EXTRACTED ENTRIES >>

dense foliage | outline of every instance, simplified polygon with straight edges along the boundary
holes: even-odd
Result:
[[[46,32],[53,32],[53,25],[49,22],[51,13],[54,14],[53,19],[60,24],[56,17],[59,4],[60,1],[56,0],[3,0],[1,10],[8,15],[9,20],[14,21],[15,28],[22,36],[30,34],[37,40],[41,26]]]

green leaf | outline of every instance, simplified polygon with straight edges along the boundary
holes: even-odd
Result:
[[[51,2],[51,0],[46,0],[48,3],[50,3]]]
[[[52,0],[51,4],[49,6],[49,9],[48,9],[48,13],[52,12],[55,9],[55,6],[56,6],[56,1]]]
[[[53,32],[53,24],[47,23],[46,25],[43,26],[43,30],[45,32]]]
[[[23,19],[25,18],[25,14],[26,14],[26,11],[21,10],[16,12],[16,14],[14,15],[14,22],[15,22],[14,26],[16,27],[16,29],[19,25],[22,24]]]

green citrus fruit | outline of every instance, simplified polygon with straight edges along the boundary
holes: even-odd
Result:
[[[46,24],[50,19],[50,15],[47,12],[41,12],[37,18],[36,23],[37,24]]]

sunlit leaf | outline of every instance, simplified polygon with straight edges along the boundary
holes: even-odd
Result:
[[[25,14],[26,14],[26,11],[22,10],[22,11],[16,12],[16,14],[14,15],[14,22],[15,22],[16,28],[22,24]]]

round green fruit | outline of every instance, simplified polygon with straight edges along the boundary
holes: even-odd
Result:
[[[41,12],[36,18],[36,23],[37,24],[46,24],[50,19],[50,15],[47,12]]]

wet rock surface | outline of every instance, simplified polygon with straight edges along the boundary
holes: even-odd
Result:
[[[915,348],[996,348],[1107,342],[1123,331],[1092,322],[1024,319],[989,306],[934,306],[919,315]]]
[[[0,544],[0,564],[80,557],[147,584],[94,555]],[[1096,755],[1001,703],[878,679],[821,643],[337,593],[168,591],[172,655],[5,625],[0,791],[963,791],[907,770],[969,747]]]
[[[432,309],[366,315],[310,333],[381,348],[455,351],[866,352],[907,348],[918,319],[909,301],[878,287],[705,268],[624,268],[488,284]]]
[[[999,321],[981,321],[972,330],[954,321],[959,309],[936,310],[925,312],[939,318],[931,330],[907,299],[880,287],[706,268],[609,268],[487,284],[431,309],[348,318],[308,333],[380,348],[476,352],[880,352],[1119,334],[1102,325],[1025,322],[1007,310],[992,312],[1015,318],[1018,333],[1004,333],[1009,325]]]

TASK DESCRIPTION >> Please copy every row above line for line, keeping each character and space as it stands.

REPLY >>
dense foliage | outline of every instance, simplified polygon with straight edges along the boundary
holes: even-odd
Result:
[[[46,32],[53,32],[53,25],[49,22],[51,13],[54,14],[53,19],[60,24],[56,17],[59,4],[60,1],[56,0],[3,0],[1,10],[8,15],[9,20],[14,21],[15,28],[22,36],[30,34],[37,40],[41,26]]]

green leaf | outline of every instance, simplified polygon with straight edges along the boundary
holes: even-odd
Result:
[[[51,2],[51,0],[46,0],[48,3],[50,3]]]
[[[52,0],[51,4],[49,6],[49,9],[48,9],[48,13],[52,12],[55,9],[55,6],[56,6],[56,1]]]
[[[53,32],[53,24],[47,23],[46,25],[43,26],[43,30],[45,32]]]
[[[23,19],[25,18],[25,14],[26,14],[26,11],[21,10],[16,12],[16,14],[14,15],[14,22],[15,22],[14,26],[16,27],[16,29],[19,25],[22,24]]]

green citrus fruit | outline of every instance, simplified polygon with straight edges along the boundary
holes: even-odd
Result:
[[[46,24],[50,19],[50,15],[47,12],[41,12],[37,18],[36,23],[37,24]]]

sunlit leaf | outline of every instance, simplified polygon with straight edges along the boundary
holes: even-odd
Result:
[[[25,14],[26,14],[26,11],[22,10],[22,11],[16,12],[16,14],[14,15],[14,22],[15,22],[16,28],[22,24]]]

round green fruit | outline of every instance, simplified polygon with straight edges along the boundary
holes: even-odd
Result:
[[[41,12],[36,18],[36,23],[37,24],[46,24],[50,19],[50,15],[47,12]]]

wet rock surface | outline of every instance, simplified polygon with straight edges along the boundary
holes: even-odd
Result:
[[[915,348],[996,348],[1107,342],[1123,331],[1092,322],[1024,319],[989,306],[934,306],[919,315]]]
[[[0,544],[0,564],[80,557],[147,584],[94,555]],[[1096,755],[1001,703],[878,679],[821,643],[337,593],[168,591],[172,655],[5,625],[0,791],[963,791],[907,770],[969,747]]]
[[[432,309],[366,315],[310,333],[381,348],[455,351],[866,352],[907,348],[918,319],[909,301],[878,287],[705,268],[624,268],[488,284]]]
[[[999,321],[981,321],[972,330],[954,321],[959,309],[936,310],[925,312],[939,318],[931,330],[907,299],[880,287],[706,268],[609,268],[487,284],[431,309],[348,318],[308,333],[380,348],[476,352],[880,352],[1119,334],[1102,325],[1025,322],[1007,310],[992,312],[1015,318],[1018,333],[1004,333],[1009,325]]]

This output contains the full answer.